## [Task statement]
Every line of the material below should be repeated exactly.

* * * * * * *

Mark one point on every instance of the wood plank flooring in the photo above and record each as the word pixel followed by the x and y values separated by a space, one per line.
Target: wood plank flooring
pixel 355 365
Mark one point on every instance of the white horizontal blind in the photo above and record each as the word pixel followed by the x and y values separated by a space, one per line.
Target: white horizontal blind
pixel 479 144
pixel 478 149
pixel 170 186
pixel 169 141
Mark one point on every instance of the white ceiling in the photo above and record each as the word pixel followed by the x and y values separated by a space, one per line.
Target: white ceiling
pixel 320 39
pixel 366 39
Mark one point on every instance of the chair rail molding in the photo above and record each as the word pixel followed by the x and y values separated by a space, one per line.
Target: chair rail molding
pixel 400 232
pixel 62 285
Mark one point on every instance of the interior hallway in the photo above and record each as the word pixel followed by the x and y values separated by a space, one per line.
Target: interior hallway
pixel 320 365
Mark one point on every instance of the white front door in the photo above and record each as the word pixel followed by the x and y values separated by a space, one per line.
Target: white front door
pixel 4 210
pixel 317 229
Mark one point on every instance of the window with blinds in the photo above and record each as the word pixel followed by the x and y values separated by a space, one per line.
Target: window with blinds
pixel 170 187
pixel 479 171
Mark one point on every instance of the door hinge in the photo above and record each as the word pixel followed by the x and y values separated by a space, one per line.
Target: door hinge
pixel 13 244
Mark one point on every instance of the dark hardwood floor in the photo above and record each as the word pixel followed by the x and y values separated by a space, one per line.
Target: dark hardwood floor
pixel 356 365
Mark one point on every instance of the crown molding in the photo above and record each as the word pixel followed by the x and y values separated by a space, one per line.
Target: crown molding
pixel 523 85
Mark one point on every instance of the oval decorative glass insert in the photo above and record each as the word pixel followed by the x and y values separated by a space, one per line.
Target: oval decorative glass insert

* * * * * * *

## [Response to the task]
Mark one point on every instance of the wood plank flooring in the photo above and record each as the word pixel followed by the x and y values separated by a space, one per line.
Target: wood plank flooring
pixel 355 365
Mark one point on every instance of the white horizontal blind in the photo above and record each as the word pixel followed by the x and y values separated by a space, one per line.
Target: white horizontal blind
pixel 479 144
pixel 478 149
pixel 170 186
pixel 169 141
Mark one point on every instance of the white ceiling in the photo above and record each as the word pixel followed by the x and y values separated by a space, one per line.
Target: white ceiling
pixel 320 39
pixel 366 39
Mark one point on every instance of the chair rail molding in the photo above and record each as the word pixel followed by the x and y values separated by a space, one per line.
Target: chair rail molding
pixel 400 232
pixel 62 285
Mark one point on every instance of the interior hallway in the photo above and record each as the word pixel followed by the x and y values separated by a space, one per line.
Target: interior hallway
pixel 320 365
Mark one point on every instance of the white front door in the photo above and record each as the word pixel followed by the x and y values separated by a space, one per line.
Target: white front door
pixel 4 210
pixel 317 229
Mark one point on every instance of the window with blinds in the photo above and record each as the word pixel followed by the x and y values separated by a space, one per line.
Target: window with blinds
pixel 170 187
pixel 479 171
Mark one point on every instance of the door hinge in the photo above and record each as the word pixel followed by the x and y values separated by a space, one per line.
Target: door hinge
pixel 13 244
Mark one point on every instance of the dark hardwood floor in the photo above and record each as the word pixel followed by the x and y values separated by a space, one per line.
Target: dark hardwood floor
pixel 356 365
Mark one point on every instance of the crown molding in the photo above and record each as the word pixel followed by the x and y values separated by a space, one per line.
Target: crown molding
pixel 523 85
Mark one point on every instance of the oval decorative glass insert in the photo above and record each as the word pixel followed by the x and y values separated by a space, one per line.
Target: oval decorative glass insert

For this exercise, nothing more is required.